▸ **Provided data**
-*-
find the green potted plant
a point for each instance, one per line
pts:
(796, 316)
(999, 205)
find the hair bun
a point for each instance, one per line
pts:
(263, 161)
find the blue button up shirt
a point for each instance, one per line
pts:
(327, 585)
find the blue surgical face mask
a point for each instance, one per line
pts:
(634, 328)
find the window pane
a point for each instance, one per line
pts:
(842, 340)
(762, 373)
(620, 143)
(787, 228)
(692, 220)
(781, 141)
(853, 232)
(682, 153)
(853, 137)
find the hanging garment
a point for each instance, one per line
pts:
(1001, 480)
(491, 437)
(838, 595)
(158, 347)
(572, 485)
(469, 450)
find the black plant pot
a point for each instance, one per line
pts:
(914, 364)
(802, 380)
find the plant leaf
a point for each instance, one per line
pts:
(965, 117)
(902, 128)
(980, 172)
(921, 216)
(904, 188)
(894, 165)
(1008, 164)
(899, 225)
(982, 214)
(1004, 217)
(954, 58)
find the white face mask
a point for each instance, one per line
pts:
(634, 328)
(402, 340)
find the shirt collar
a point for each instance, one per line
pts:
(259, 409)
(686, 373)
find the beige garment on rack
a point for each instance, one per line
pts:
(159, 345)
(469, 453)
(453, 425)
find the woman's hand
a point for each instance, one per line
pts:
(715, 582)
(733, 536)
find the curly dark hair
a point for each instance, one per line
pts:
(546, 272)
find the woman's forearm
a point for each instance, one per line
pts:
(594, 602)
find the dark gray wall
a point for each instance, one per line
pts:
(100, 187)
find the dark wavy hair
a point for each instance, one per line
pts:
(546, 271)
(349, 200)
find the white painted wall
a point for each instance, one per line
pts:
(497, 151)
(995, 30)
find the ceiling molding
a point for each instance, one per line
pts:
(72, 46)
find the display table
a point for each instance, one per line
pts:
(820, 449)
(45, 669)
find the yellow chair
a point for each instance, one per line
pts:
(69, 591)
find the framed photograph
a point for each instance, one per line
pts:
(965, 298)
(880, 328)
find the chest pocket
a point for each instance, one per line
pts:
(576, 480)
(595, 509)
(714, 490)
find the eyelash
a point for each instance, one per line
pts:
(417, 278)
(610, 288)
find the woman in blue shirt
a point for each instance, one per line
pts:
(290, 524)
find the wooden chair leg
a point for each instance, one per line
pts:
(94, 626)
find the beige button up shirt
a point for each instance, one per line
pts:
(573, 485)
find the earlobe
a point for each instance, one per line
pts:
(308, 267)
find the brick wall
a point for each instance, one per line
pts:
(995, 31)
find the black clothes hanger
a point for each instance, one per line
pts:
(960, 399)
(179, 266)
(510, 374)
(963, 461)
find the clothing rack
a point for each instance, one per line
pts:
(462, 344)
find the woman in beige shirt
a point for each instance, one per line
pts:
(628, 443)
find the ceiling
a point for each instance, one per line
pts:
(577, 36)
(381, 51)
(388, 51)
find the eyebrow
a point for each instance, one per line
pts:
-*-
▸ **Directive**
Output the whole listing above again, word for word.

▸ **Written response**
find the green potted plant
a point for each instance, one per line
pts:
(796, 316)
(999, 205)
find the hair bun
a point for each instance, one per line
pts:
(263, 161)
find the blue button up shirt
a point for each instance, one per line
pts:
(327, 585)
find the blue surgical face mask
a point for each instance, one per line
pts:
(634, 328)
find the window pane
a point for each instance, one per line
pts:
(842, 340)
(762, 373)
(620, 143)
(787, 228)
(692, 220)
(781, 141)
(853, 232)
(682, 153)
(853, 137)
find the hanging garment
a point for each instance, one per line
pts:
(1001, 480)
(491, 437)
(838, 595)
(158, 347)
(572, 485)
(469, 450)
find the black plant pot
a point for each instance, one per line
pts:
(914, 364)
(802, 380)
find the plant leaf
a point for each instance, one per line
pts:
(965, 117)
(902, 128)
(980, 172)
(921, 216)
(904, 188)
(894, 165)
(1008, 164)
(899, 225)
(982, 214)
(1004, 217)
(954, 58)
find the white face mask
a point for each instance, one per line
pts:
(634, 328)
(402, 340)
find the shirt collar
a point for each instance, one per line
pts:
(259, 409)
(686, 373)
find the beige garment on rack
a point for each instance, one per line
pts:
(159, 345)
(469, 453)
(453, 425)
find the woman's hand
a point for each instance, one per line
pts:
(715, 582)
(733, 536)
find the curly dark hair
a point for each instance, one per line
pts:
(546, 272)
find the woman's forearm
a point for each instance, one per line
pts:
(594, 602)
find the dark gray wall
a point for each instance, one per line
pts:
(100, 187)
find the dark wavy hair
a point for each instance, one per line
pts:
(546, 271)
(349, 200)
find the white painted wall
a point for each instance, one per line
pts:
(497, 151)
(995, 30)
find the ceiling molding
a point for each instance, one per line
pts:
(72, 46)
find the display table
a point for each instance, one per line
pts:
(820, 449)
(45, 669)
find the yellow chair
a point for each instance, one per line
pts:
(69, 591)
find the framed photograph
a point for each instance, one per line
pts:
(965, 298)
(880, 328)
find the chest pocket
a point for each instance, one per line
pts:
(576, 480)
(595, 509)
(714, 490)
find the eyelash
a point for each instance, one per line
pts:
(417, 278)
(610, 288)
find the woman in blue shirt
a point for each instance, one per line
pts:
(290, 524)
find the wooden chair leg
a point for each instance, one per line
pts:
(94, 626)
find the beige button up shirt
a point for each instance, one per line
pts:
(573, 485)
find the earlobe
a point for each instance, one per line
pts:
(308, 267)
find the brick wall
a point for each instance, one per line
pts:
(995, 31)
find the black clothes hanger
a point for each instance, one per line
pts:
(960, 399)
(179, 266)
(510, 374)
(963, 461)
find the clothing rack
a point for each instance, one per line
pts:
(462, 344)
find the woman in beige shirt
a point for each instance, one per line
pts:
(628, 443)
find the ceiling
a point for each instance, one per line
pts:
(577, 36)
(381, 51)
(388, 51)
find the eyebrow
a point for each instance, one per line
pts:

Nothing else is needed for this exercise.